LOVE AND WAR IN CALIFORNIA

by Oakley Hall

Pub Date: April 17th, 2007
ISBN: 0-312-35762-1
Publisher: Dunne/St. Martin's

Hall (Ambrose Bierce and the Ace of Shoots, 2005, etc.) convincingly and vividly evokes war’s sudden shattering of normalcy and a young man’s subsequent struggle to fit some of the pieces back together.

Payton Daltrey feels lost, a condition shared in some degree by virtually everyone he knows. The reason is the dismaying, disorienting war, of course, the war that renders all the solid old verities alarmingly porous. On top of that, San Diego State student Payton, a would-be writer with a sheaf of rejections from Black Mask magazine, is head-over-heels in love. The first time Payton notices Barbara (Bonny) Bonington, they’re both in the Caff, San Diego State’s eating-and-meeting place, listening to the radio “pouring out its deep-voiced horrors” on the day after Pearl Harbor. She’s someone else’s girlfriend, a fact that will complicate both their lives in ways neither of them can foresee, but the inconvenient Johnny Pierce is hardly the only obstacle to their growing attraction. Bonny is rich, while Payton holds two jobs in order to subsist. Her family views him as poor suitor material for another reason: All the Bonington men are doctors, all the Bonington women marry doctors, and no Bonington sees in Payton any reason to break with tradition. Parental pressure mounts, taking forms too subtle and insidious for the young, inexperienced lovers to defy. They go separate ways and eventually lose touch. Payton is ensnared first by the war, then by life; it’s a long time before he and Bonny meet again. When they do, however, readers will discover a surprising link that has kept them inextricably connected.

Old-fashioned storytelling by a peerless old pro for those who’ve half-forgotten why they love novels.

» **Required actions**:
1. Copy the passage of the book review from "Hall (Ambrose Bierce" through "pieces back together.", substituting "powerfully" for "vividly".
2. Turn the rows, from the first one through the one containing "xmin=500 ymin=602 xmax=810 ymax=742", into a Markdown table with columns No. and Text. Number each row and leave out blank ones.
The book review and the rows that follow have nothing to do with each other.

» **Entries supplied**:
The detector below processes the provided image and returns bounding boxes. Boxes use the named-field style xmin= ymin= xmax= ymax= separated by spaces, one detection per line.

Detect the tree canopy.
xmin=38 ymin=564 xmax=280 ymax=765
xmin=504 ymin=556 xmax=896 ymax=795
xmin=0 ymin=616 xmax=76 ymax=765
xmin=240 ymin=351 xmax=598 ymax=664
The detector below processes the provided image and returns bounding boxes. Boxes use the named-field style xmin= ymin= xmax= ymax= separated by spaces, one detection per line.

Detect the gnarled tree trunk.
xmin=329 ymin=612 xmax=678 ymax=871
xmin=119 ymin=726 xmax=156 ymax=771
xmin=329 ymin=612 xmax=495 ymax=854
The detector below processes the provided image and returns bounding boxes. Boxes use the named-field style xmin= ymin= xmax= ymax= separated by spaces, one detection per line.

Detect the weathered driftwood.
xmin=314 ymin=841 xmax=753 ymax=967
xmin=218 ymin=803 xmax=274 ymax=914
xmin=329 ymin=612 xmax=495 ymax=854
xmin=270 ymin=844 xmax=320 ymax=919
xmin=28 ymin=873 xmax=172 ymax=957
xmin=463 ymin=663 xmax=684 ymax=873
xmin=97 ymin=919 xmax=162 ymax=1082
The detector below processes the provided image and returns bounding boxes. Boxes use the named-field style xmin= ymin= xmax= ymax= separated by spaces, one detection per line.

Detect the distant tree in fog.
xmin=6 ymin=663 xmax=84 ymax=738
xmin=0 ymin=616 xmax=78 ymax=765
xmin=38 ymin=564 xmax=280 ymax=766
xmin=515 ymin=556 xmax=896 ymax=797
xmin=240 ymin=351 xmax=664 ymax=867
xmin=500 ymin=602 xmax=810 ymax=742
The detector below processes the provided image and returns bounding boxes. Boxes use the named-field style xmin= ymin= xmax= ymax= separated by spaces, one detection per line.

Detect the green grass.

» **Problem solutions**:
1.
Hall (Ambrose Bierce and the Ace of Shoots, 2005, etc.) convincingly and powerfully evokes war’s sudden shattering of normalcy and a young man’s subsequent struggle to fit some of the pieces back together.

2.
| No. | Text |
|---|---|
| 1 | The detector below processes the provided image and returns bounding boxes. Boxes use the named-field style xmin= ymin= xmax= ymax= separated by spaces, one detection per line. |
| 2 | Detect the tree canopy. |
| 3 | xmin=38 ymin=564 xmax=280 ymax=765 |
| 4 | xmin=504 ymin=556 xmax=896 ymax=795 |
| 5 | xmin=0 ymin=616 xmax=76 ymax=765 |
| 6 | xmin=240 ymin=351 xmax=598 ymax=664 |
| 7 | The detector below processes the provided image and returns bounding boxes. Boxes use the named-field style xmin= ymin= xmax= ymax= separated by spaces, one detection per line. |
| 8 | Detect the gnarled tree trunk. |
| 9 | xmin=329 ymin=612 xmax=678 ymax=871 |
| 10 | xmin=119 ymin=726 xmax=156 ymax=771 |
| 11 | xmin=329 ymin=612 xmax=495 ymax=854 |
| 12 | The detector below processes the provided image and returns bounding boxes. Boxes use the named-field style xmin= ymin= xmax= ymax= separated by spaces, one detection per line. |
| 13 | Detect the weathered driftwood. |
| 14 | xmin=314 ymin=841 xmax=753 ymax=967 |
| 15 | xmin=218 ymin=803 xmax=274 ymax=914 |
| 16 | xmin=329 ymin=612 xmax=495 ymax=854 |
| 17 | xmin=270 ymin=844 xmax=320 ymax=919 |
| 18 | xmin=28 ymin=873 xmax=172 ymax=957 |
| 19 | xmin=463 ymin=663 xmax=684 ymax=873 |
| 20 | xmin=97 ymin=919 xmax=162 ymax=1082 |
| 21 | The detector below processes the provided image and returns bounding boxes. Boxes use the named-field style xmin= ymin= xmax= ymax= separated by spaces, one detection per line. |
| 22 | Detect the distant tree in fog. |
| 23 | xmin=6 ymin=663 xmax=84 ymax=738 |
| 24 | xmin=0 ymin=616 xmax=78 ymax=765 |
| 25 | xmin=38 ymin=564 xmax=280 ymax=766 |
| 26 | xmin=515 ymin=556 xmax=896 ymax=797 |
| 27 | xmin=240 ymin=351 xmax=664 ymax=867 |
| 28 | xmin=500 ymin=602 xmax=810 ymax=742 |